Required work: Extract every line in the items below that contains the string "fishing", copying each one unchanged.

[start Material for this exercise]

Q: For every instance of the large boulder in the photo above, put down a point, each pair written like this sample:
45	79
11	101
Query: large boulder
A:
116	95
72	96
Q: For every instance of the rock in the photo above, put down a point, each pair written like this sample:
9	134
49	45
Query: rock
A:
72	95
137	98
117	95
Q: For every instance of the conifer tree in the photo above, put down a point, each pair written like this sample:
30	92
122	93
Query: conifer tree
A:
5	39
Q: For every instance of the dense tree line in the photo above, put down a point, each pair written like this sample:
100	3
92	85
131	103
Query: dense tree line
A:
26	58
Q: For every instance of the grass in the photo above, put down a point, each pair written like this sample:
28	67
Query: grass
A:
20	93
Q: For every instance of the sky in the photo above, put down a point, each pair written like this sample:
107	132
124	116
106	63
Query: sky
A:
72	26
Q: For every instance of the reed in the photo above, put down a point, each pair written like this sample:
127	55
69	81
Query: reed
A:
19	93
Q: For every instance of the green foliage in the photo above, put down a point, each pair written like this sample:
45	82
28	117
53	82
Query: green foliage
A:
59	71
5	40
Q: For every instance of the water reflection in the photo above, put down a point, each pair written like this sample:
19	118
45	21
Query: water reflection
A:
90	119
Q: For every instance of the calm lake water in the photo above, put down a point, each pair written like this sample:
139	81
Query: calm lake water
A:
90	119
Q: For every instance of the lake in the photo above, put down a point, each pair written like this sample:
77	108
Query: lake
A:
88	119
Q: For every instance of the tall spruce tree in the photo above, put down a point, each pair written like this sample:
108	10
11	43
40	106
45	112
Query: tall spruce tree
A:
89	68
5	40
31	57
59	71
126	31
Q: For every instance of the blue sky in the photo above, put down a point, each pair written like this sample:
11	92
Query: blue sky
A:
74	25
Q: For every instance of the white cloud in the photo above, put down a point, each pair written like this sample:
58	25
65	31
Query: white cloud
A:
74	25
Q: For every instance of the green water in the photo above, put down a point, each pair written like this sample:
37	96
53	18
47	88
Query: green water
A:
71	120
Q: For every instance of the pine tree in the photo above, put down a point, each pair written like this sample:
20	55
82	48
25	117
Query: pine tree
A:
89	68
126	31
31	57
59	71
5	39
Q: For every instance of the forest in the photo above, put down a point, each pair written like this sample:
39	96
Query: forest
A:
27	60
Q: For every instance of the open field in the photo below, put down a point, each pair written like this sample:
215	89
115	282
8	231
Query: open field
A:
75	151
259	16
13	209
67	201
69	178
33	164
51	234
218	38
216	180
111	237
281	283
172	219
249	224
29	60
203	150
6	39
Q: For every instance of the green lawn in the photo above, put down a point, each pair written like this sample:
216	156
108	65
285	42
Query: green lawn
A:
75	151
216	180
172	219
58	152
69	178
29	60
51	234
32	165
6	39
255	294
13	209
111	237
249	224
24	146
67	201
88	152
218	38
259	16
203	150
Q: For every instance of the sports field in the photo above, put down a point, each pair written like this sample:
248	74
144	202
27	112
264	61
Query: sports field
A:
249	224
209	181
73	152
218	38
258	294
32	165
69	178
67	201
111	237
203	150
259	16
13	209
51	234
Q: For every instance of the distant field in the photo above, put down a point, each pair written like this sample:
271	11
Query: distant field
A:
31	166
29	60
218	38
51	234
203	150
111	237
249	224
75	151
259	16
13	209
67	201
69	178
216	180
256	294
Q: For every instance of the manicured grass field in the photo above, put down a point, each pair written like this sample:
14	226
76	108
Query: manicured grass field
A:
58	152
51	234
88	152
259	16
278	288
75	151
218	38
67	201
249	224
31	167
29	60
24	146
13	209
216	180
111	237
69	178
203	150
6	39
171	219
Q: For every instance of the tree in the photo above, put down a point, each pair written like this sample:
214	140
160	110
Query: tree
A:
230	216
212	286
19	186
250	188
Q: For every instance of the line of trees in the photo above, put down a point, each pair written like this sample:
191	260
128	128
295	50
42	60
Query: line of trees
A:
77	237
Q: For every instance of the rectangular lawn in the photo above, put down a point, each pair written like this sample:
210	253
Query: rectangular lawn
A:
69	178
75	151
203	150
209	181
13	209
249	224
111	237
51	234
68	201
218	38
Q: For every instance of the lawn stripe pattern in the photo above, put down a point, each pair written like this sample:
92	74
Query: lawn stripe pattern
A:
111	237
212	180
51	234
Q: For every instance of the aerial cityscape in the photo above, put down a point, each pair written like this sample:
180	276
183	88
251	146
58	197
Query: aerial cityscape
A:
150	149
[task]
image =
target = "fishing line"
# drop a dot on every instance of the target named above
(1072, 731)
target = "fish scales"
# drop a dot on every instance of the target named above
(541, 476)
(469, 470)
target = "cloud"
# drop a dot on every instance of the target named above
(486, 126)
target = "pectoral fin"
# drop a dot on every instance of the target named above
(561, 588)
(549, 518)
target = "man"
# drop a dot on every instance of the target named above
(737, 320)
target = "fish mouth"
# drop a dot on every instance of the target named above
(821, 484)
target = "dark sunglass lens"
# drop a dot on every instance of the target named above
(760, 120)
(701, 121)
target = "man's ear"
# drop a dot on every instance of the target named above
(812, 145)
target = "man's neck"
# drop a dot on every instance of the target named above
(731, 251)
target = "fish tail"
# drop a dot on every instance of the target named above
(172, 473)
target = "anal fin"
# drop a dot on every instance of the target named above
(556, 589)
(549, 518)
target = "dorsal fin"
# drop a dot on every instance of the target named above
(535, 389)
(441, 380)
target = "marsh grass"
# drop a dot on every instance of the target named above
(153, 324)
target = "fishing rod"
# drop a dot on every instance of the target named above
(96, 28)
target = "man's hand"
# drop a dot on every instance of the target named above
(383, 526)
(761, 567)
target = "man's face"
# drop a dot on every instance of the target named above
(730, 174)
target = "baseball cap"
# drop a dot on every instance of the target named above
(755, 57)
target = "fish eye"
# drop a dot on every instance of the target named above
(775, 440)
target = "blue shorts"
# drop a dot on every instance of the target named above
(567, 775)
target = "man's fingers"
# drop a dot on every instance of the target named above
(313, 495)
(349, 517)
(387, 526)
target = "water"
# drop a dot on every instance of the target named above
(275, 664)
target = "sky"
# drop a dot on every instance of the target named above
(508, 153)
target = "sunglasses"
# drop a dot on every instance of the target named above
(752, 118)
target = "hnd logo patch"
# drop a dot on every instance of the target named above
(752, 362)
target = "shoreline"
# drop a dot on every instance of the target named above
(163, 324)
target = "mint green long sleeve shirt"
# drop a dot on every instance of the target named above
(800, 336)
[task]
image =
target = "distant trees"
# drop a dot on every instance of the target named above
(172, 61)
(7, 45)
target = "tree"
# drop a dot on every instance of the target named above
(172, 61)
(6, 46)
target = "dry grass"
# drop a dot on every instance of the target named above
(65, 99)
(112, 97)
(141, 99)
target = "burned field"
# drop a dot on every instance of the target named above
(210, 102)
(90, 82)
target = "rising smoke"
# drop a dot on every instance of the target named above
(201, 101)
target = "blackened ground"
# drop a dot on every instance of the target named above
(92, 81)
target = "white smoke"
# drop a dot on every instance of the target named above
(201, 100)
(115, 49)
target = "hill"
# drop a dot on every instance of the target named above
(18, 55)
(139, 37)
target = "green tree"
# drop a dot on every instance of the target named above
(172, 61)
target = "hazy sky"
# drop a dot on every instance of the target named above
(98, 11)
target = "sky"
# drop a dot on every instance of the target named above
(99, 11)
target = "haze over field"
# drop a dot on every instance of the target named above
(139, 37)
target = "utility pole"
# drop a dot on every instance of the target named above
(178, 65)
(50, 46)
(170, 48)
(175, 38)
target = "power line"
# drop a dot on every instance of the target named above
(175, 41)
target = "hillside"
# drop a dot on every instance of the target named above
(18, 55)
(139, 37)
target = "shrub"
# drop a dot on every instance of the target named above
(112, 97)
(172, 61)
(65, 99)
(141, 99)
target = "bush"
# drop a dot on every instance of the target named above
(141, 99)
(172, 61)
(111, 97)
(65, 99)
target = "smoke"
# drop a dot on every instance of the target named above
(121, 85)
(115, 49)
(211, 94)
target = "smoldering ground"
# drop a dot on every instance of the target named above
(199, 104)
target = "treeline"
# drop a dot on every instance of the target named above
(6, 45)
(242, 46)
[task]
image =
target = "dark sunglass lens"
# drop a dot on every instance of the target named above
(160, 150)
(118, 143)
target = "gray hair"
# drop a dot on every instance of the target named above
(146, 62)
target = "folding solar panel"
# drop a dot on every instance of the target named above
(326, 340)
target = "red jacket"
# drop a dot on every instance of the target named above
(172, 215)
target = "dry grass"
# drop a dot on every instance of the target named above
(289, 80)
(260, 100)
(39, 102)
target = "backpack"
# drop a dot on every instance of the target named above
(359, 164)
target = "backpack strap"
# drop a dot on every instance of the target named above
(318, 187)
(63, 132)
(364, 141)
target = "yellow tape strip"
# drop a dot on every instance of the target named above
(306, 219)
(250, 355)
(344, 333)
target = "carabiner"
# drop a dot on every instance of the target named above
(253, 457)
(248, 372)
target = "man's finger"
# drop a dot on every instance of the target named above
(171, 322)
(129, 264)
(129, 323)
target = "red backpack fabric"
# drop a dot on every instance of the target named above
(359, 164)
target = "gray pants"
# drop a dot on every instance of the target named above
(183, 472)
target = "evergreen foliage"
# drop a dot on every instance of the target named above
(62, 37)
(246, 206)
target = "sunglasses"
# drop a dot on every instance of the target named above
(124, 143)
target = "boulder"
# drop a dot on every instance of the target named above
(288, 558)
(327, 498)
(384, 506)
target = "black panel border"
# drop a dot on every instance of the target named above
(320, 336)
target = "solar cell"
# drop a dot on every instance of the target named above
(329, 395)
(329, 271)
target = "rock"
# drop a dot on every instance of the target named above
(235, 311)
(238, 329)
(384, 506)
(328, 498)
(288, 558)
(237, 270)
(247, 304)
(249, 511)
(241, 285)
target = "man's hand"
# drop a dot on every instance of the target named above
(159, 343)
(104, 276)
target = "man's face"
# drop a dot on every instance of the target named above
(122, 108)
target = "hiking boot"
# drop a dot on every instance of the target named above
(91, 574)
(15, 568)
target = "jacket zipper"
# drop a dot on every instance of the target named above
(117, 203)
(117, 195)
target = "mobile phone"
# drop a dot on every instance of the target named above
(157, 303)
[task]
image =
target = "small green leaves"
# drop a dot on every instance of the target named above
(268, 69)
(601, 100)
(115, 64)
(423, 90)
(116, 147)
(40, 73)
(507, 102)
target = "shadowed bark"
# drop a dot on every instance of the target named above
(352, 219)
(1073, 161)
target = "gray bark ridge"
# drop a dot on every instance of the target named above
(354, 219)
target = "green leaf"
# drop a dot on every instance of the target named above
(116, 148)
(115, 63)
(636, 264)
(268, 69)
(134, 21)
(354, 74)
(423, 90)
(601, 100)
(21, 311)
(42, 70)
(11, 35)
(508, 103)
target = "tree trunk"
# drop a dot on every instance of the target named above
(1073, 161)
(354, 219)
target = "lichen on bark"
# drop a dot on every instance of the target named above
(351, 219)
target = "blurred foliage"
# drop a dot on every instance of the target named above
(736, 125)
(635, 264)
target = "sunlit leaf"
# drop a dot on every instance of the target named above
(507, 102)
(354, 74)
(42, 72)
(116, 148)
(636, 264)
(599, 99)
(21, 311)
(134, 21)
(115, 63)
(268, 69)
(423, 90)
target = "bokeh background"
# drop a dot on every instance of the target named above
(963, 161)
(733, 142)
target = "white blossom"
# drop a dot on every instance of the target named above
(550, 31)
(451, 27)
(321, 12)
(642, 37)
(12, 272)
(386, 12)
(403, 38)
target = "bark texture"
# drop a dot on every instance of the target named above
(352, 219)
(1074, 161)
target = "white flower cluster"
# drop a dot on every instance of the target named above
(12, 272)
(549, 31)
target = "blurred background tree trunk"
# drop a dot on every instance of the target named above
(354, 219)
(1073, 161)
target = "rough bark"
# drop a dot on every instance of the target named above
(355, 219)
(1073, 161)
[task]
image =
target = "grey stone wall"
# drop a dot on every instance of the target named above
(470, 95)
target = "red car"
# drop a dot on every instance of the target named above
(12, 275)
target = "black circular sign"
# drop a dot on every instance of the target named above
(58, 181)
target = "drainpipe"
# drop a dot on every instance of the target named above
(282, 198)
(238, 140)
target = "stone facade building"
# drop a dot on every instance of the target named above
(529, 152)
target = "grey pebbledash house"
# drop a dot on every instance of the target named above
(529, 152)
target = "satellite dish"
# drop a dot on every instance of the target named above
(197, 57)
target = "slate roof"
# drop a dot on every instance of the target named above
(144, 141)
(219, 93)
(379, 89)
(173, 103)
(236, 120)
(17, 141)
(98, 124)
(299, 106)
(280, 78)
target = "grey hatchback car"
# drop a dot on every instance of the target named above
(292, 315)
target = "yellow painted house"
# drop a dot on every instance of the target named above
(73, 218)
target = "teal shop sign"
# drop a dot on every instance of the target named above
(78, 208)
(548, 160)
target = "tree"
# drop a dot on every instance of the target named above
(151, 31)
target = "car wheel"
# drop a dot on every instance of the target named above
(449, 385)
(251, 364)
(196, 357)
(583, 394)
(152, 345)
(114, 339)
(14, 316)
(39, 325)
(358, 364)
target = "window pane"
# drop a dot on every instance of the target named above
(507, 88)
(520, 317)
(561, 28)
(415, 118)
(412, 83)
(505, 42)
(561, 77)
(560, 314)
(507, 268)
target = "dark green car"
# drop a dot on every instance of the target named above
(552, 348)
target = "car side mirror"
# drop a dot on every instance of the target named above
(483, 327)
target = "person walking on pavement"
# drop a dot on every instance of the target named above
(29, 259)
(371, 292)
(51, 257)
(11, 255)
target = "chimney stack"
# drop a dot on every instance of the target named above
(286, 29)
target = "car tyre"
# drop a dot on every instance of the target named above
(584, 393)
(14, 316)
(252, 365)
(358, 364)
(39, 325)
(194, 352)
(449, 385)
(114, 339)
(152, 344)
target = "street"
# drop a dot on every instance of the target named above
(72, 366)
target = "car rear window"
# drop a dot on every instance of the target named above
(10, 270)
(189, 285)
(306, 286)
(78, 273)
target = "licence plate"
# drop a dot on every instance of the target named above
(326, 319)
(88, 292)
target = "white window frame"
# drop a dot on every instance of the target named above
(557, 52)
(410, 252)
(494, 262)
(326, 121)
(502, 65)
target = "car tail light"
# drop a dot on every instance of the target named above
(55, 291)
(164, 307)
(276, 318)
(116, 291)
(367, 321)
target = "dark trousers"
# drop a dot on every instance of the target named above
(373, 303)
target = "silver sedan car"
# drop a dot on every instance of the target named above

[end Material for this exercise]

Full answer:
target = "fishing line"
target = "fishing rod"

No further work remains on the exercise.